▶ [Directions]:
Please put the lines of the material below into a Markdown table with the columns Row and Text, starting with the line that contains "query (the noun phrase to segment): blue" and going on through the line that contains "POLYGON ((144 139, 122". Number each line in Row, and leave out any blank lines.

-- BEGIN Data lines --

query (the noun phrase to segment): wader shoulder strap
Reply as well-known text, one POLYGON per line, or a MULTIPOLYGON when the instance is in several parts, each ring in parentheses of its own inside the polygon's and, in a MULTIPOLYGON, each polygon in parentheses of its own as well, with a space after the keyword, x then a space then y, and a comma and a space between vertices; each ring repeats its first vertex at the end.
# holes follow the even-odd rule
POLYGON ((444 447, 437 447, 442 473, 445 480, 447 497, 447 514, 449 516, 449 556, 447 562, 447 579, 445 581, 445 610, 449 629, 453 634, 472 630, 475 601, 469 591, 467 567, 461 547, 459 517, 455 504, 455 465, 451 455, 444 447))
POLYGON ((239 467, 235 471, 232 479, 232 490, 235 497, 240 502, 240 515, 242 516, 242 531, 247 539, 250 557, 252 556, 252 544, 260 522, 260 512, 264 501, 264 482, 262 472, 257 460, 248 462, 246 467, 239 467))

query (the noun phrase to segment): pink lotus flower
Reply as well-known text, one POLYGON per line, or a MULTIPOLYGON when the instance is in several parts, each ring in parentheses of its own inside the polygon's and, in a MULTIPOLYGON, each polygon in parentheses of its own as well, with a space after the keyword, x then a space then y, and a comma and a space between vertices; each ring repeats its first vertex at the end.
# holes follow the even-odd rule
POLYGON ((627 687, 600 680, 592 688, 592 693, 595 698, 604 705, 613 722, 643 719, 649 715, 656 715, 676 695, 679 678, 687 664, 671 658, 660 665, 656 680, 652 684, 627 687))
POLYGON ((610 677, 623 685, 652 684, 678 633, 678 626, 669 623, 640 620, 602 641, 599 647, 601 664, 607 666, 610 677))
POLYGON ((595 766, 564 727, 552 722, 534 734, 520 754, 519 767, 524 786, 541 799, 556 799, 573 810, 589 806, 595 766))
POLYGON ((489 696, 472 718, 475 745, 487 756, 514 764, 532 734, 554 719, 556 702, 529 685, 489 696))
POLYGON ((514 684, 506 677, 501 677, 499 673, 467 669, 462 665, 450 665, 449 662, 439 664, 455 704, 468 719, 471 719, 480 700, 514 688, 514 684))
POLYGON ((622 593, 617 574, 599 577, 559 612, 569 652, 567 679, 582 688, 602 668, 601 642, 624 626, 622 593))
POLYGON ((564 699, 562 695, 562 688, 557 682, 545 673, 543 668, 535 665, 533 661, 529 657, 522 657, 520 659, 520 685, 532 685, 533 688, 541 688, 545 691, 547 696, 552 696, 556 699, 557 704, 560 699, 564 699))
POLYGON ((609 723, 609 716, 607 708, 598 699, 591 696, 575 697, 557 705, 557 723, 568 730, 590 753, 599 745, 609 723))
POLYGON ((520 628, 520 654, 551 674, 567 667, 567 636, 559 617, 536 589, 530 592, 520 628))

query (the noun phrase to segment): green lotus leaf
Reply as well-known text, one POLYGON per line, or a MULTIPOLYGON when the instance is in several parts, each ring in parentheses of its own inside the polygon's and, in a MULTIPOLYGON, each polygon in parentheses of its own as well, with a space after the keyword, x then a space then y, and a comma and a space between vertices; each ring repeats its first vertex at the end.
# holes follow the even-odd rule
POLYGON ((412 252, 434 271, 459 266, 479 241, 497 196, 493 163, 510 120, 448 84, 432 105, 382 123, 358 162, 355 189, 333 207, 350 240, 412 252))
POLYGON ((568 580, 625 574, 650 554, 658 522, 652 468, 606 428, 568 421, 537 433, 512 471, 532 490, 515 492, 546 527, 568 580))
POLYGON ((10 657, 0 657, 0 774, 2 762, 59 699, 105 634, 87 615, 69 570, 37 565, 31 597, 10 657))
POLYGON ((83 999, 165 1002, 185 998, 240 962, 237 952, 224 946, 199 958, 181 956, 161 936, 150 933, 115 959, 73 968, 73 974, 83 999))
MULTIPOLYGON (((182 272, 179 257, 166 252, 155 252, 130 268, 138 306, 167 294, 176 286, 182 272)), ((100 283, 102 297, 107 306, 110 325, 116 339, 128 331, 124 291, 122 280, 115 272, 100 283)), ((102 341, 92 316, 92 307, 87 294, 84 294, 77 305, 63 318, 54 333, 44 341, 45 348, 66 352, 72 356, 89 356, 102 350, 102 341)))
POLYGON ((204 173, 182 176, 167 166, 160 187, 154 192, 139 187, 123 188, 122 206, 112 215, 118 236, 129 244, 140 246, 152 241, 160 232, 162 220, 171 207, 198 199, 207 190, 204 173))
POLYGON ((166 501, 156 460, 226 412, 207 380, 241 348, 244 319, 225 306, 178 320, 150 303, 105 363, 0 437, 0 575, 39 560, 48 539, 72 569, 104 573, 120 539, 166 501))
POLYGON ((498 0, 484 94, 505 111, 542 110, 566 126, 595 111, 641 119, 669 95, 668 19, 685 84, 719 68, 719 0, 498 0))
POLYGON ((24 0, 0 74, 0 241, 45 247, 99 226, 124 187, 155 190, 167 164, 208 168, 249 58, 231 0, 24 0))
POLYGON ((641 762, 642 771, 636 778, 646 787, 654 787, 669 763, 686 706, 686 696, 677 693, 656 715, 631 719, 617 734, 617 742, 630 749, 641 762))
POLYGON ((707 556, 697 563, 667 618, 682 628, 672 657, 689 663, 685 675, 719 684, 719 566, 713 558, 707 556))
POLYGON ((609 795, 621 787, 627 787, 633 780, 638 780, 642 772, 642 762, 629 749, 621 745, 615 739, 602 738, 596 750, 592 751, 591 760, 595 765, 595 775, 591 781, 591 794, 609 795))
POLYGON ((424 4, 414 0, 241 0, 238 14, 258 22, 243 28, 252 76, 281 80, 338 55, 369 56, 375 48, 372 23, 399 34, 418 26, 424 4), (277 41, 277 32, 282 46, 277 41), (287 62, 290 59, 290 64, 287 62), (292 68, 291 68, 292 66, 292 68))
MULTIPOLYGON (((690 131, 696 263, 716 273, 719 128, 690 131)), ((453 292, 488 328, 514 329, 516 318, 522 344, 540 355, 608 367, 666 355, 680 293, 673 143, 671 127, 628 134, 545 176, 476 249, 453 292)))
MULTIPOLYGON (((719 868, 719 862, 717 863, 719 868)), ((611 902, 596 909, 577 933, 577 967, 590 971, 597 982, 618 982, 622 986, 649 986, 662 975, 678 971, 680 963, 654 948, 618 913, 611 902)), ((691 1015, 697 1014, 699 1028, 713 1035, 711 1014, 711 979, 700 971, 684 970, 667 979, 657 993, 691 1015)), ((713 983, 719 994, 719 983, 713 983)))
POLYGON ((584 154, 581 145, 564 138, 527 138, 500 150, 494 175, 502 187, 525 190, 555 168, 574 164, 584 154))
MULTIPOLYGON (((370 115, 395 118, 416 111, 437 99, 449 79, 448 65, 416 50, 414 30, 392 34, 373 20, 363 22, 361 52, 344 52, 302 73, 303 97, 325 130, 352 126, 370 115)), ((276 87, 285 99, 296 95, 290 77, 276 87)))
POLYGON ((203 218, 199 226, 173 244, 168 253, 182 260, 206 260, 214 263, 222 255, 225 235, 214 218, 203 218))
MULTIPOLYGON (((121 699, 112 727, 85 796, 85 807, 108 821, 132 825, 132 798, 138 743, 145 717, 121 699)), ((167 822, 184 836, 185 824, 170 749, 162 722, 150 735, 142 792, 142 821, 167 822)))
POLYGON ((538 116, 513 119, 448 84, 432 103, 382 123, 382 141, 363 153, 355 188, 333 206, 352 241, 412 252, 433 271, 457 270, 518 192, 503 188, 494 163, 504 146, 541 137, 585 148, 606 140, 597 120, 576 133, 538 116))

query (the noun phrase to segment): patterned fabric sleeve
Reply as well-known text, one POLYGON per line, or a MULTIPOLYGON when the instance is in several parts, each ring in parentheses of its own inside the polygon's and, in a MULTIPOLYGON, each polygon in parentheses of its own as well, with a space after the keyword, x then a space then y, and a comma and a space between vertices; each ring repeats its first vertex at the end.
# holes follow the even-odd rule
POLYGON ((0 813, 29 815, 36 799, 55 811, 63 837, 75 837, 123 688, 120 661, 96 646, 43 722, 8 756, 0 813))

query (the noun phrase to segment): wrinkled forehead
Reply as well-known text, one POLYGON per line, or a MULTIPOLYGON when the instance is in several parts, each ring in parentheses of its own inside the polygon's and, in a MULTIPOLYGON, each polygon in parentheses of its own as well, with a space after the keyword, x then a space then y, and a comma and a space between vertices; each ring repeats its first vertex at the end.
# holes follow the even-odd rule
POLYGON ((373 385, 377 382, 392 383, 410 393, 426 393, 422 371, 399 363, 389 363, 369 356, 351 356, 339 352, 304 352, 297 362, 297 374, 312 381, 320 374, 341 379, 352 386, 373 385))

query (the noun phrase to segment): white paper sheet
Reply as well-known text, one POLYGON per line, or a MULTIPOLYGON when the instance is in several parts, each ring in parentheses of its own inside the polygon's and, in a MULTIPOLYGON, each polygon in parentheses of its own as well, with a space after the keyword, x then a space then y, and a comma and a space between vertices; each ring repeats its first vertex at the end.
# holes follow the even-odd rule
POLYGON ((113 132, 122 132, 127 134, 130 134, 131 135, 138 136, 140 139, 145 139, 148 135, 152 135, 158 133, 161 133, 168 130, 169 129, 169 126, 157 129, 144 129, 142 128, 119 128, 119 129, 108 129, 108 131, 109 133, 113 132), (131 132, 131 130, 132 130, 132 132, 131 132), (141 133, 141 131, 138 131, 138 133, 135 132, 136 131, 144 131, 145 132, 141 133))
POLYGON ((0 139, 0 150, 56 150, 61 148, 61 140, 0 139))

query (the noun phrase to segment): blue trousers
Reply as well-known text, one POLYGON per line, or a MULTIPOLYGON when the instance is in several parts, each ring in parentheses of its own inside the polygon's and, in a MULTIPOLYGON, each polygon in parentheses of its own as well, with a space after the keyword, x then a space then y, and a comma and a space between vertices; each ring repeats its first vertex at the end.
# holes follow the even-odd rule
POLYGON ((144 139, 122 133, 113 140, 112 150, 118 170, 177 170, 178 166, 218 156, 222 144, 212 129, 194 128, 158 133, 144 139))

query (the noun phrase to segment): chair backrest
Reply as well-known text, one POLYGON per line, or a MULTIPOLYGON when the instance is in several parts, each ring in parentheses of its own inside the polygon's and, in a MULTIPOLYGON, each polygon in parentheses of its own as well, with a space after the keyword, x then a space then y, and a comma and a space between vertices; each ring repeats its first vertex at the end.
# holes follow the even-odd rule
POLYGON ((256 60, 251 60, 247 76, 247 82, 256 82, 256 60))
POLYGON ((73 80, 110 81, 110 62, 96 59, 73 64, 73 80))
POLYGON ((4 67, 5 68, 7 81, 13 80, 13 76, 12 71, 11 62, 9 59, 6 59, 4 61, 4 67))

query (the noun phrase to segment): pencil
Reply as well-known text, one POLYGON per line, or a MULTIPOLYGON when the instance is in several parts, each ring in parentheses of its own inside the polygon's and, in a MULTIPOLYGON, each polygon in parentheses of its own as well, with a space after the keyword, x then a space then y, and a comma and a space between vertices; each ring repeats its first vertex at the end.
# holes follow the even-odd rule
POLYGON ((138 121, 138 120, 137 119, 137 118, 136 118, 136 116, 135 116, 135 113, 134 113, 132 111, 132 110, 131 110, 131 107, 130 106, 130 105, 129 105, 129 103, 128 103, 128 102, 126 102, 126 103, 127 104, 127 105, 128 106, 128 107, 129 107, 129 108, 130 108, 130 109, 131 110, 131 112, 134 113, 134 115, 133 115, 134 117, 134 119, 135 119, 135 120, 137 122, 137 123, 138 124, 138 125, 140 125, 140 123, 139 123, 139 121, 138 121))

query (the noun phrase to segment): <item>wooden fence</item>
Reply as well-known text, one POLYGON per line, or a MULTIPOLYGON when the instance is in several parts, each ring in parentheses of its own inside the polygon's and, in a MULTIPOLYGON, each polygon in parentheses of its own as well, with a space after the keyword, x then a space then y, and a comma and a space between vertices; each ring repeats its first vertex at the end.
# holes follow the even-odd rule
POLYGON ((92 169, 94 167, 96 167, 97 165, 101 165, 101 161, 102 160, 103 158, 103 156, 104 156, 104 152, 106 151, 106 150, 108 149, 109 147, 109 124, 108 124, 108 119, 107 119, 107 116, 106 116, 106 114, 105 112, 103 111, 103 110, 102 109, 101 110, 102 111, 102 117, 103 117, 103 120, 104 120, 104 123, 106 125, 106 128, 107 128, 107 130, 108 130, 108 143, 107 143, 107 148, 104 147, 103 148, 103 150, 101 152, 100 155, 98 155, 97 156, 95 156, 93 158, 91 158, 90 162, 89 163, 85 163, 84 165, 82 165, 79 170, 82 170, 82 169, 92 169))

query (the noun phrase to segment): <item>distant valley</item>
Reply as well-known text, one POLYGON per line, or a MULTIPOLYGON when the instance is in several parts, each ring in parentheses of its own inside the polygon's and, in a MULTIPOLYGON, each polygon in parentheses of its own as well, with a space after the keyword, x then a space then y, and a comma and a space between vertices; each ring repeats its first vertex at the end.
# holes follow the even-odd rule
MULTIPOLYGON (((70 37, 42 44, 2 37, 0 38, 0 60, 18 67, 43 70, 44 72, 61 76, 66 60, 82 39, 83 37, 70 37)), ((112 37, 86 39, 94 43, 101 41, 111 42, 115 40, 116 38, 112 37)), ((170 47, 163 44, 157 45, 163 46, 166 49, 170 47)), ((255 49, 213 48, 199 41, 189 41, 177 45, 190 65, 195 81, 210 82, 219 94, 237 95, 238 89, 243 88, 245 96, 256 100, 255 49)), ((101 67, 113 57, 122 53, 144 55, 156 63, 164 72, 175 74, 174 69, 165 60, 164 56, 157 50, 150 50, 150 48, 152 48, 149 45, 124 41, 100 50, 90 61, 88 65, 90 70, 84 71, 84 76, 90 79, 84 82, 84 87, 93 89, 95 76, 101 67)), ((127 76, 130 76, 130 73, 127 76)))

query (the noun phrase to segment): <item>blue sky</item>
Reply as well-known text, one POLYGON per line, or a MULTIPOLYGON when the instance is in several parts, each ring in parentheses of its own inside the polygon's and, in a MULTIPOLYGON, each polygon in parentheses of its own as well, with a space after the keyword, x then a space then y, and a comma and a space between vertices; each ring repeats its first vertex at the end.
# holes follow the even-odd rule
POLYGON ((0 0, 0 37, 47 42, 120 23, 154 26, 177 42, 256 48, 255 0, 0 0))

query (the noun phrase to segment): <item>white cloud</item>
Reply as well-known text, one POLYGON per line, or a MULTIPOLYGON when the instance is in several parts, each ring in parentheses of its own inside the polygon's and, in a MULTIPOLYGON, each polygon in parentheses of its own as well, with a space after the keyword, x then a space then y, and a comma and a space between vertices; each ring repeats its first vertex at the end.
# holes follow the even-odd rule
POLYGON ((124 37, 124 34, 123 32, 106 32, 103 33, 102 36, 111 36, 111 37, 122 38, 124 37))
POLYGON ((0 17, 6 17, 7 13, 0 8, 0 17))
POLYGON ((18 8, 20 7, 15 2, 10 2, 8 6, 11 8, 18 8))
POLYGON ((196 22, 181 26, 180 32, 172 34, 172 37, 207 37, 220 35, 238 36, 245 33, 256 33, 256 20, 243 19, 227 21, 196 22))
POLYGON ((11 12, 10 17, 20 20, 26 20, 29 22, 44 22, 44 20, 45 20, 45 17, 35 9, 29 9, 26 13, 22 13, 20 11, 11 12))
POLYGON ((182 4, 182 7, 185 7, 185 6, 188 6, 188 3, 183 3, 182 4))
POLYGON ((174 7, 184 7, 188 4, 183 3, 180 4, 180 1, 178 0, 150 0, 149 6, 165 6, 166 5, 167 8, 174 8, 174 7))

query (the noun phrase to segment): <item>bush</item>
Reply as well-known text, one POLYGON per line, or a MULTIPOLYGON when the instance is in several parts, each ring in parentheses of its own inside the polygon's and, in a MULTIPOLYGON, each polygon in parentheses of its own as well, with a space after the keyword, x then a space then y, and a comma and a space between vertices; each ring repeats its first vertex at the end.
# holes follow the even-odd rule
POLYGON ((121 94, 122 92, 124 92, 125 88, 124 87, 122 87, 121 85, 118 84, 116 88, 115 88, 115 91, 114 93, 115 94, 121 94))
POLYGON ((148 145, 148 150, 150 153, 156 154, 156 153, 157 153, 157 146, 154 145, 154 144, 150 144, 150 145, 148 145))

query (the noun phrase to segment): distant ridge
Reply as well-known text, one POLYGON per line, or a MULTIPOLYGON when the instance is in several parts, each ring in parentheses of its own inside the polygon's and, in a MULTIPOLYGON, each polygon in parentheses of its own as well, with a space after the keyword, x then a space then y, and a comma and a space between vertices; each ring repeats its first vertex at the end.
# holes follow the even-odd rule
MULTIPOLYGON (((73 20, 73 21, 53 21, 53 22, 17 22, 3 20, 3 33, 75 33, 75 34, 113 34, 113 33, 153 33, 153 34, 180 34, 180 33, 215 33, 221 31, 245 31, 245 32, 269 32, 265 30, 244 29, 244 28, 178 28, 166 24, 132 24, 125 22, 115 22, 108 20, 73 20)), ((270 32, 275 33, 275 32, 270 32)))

-- END Data lines --

▶ [Written response]:
| Row | Text |
|---|---|
| 1 | query (the noun phrase to segment): blue trousers |
| 2 | Reply as well-known text, one POLYGON per line, or a MULTIPOLYGON when the instance is in several parts, each ring in parentheses of its own inside the polygon's and, in a MULTIPOLYGON, each polygon in parentheses of its own as well, with a space after the keyword, x then a space then y, and a comma and a space between vertices; each ring repeats its first vertex at the end. |
| 3 | # holes follow the even-odd rule |
| 4 | POLYGON ((144 139, 122 133, 113 140, 112 150, 118 170, 177 170, 178 166, 218 156, 222 144, 212 129, 194 128, 158 133, 144 139)) |